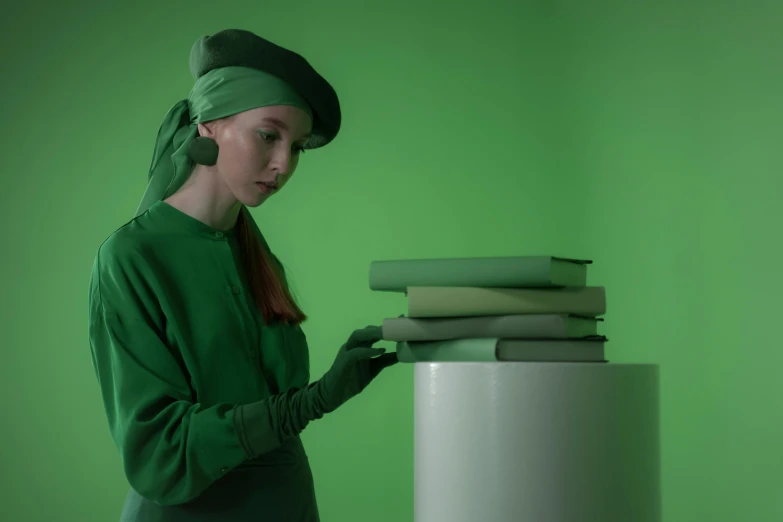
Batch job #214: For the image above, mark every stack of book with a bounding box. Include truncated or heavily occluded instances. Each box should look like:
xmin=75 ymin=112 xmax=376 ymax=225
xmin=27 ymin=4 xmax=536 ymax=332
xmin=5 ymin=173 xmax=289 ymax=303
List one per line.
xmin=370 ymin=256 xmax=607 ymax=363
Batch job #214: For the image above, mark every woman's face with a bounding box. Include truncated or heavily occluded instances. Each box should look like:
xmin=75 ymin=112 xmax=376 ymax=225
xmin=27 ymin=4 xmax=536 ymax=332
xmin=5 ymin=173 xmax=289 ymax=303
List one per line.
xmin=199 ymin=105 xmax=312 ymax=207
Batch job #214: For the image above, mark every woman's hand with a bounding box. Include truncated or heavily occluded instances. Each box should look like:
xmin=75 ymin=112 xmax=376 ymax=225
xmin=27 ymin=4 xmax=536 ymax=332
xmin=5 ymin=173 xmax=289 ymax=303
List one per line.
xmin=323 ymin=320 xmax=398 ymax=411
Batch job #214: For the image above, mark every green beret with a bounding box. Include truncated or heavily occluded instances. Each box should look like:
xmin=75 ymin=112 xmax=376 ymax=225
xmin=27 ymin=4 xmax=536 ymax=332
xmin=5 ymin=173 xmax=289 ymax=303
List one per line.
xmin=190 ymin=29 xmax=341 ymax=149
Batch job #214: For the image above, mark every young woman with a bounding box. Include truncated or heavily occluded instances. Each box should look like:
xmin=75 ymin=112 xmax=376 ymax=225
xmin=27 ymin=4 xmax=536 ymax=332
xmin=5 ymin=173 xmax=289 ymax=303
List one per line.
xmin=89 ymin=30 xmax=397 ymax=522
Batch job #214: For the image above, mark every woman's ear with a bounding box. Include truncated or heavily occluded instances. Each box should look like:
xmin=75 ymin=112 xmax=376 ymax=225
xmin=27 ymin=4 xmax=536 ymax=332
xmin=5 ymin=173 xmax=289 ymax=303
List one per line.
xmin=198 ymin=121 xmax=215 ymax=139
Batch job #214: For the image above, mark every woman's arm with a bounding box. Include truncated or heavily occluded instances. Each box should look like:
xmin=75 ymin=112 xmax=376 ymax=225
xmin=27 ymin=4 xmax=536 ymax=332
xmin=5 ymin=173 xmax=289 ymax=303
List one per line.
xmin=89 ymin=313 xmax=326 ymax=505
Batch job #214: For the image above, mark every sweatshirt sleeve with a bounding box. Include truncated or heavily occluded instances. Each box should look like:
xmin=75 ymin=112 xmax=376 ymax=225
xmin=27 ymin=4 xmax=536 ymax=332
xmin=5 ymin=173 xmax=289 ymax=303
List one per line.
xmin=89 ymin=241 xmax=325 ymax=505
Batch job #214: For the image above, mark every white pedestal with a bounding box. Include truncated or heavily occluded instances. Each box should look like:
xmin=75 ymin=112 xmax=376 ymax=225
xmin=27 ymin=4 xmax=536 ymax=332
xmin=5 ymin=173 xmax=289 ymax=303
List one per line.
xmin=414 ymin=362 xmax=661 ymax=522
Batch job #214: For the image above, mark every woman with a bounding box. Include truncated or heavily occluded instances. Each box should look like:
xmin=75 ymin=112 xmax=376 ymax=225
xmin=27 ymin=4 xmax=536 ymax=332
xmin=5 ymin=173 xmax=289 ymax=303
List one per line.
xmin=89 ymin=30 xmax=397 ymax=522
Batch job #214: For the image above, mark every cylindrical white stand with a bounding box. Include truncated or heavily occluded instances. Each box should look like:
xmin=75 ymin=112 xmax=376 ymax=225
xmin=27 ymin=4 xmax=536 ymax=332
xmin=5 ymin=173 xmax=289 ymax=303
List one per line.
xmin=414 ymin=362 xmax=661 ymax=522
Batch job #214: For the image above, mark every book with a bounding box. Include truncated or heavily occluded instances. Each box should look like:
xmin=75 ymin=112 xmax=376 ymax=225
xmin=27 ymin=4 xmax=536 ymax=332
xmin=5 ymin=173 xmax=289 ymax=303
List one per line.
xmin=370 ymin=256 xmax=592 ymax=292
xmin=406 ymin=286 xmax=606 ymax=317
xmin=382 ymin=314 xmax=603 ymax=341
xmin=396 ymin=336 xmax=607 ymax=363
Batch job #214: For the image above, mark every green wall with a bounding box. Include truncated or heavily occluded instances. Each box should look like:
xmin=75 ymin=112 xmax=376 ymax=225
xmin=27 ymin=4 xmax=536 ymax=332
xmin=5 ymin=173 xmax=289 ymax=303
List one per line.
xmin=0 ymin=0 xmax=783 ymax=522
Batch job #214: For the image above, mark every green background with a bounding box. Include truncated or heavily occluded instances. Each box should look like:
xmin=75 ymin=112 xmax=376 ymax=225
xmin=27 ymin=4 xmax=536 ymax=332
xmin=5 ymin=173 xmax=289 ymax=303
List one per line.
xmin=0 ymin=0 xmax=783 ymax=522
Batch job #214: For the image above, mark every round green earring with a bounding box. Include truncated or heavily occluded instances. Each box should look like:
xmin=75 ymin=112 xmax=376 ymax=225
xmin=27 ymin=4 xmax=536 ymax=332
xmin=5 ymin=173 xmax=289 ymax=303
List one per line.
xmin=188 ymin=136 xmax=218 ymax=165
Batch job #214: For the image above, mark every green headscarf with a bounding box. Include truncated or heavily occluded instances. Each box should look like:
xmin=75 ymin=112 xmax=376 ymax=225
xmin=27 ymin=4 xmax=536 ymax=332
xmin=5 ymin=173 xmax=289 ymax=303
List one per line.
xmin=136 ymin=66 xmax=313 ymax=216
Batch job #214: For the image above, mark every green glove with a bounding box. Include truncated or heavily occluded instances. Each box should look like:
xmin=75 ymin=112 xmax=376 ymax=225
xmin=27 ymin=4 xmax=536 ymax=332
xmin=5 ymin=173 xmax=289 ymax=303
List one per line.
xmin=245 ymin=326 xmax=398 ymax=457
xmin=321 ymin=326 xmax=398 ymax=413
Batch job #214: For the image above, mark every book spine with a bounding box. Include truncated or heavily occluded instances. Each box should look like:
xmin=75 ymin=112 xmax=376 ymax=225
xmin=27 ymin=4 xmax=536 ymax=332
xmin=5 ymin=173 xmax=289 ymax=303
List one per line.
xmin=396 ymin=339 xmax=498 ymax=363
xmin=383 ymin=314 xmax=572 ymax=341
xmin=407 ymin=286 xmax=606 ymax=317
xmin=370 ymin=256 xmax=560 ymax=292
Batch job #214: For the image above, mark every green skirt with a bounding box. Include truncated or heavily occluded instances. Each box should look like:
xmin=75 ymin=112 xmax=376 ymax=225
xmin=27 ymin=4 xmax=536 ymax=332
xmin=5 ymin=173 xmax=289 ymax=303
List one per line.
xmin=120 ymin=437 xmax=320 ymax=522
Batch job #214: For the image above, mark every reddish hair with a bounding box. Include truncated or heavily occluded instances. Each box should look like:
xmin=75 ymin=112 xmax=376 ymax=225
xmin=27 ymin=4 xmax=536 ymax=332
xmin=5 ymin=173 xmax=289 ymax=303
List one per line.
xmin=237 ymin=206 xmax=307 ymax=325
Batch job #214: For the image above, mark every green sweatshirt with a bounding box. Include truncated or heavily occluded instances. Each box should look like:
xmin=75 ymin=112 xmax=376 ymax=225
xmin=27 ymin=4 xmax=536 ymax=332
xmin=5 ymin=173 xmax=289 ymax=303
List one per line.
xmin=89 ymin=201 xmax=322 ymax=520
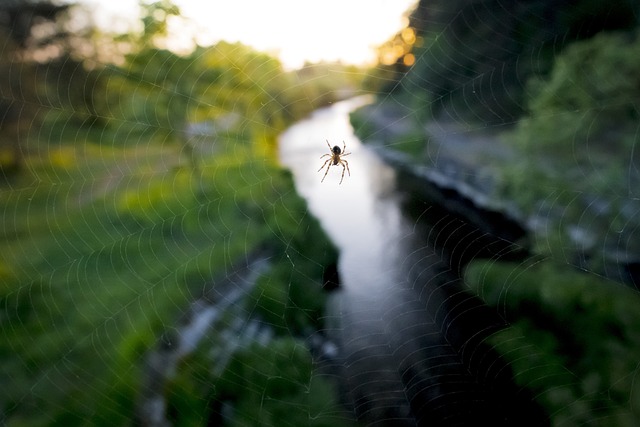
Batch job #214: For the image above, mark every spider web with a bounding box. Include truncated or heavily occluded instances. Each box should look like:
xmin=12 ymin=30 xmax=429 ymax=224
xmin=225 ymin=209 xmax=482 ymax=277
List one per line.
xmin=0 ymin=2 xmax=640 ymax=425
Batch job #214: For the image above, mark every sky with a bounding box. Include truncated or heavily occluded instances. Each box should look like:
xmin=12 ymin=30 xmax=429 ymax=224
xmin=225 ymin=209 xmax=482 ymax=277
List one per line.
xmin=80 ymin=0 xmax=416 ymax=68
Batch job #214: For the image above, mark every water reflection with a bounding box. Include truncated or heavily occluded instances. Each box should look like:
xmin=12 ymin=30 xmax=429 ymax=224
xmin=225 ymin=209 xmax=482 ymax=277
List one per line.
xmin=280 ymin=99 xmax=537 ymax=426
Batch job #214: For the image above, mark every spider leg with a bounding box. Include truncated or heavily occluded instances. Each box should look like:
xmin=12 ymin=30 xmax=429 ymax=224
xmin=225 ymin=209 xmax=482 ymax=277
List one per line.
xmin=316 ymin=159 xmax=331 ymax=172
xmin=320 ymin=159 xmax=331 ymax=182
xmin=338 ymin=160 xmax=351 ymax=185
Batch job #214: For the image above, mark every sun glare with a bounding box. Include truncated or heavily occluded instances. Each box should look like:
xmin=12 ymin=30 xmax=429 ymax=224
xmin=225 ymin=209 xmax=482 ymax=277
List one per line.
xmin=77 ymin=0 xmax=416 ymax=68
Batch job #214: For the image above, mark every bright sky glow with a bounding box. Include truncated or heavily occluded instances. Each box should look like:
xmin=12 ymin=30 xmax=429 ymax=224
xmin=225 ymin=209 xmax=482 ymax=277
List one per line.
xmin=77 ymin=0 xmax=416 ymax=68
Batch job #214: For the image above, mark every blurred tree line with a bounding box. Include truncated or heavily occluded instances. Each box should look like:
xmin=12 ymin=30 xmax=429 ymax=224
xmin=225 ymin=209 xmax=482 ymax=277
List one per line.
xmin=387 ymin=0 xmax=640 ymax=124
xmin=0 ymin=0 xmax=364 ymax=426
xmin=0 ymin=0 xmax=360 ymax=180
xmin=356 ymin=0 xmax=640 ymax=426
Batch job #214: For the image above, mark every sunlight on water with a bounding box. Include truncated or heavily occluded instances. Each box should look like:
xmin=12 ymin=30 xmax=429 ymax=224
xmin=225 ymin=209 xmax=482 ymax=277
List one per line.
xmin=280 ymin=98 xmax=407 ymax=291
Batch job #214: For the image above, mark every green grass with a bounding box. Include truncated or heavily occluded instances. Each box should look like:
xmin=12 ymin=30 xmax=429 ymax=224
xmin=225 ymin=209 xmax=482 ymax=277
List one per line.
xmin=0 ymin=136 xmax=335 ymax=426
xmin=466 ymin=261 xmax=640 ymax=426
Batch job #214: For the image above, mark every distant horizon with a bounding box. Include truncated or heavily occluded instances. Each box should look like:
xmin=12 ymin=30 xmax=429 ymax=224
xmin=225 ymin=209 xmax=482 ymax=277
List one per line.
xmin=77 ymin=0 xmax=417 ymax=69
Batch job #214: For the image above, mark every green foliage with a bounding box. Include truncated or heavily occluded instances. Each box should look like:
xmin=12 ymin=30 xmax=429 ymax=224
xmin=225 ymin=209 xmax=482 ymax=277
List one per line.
= = = =
## TASK REQUIREMENTS
Copy out the lines of the records word for word, starting at the line that contains "Batch job #214: For the image above, mark every green sweatshirt" and stopping after the line that contains "xmin=89 ymin=201 xmax=322 ymax=520".

## FINISHED ANSWER
Batch job #214: For the image above, mark every green sweatshirt with a bounding box. Include truncated or heavily occluded instances. Each box should look like:
xmin=75 ymin=112 xmax=376 ymax=225
xmin=27 ymin=4 xmax=536 ymax=332
xmin=5 ymin=173 xmax=289 ymax=303
List one per line.
xmin=89 ymin=201 xmax=322 ymax=520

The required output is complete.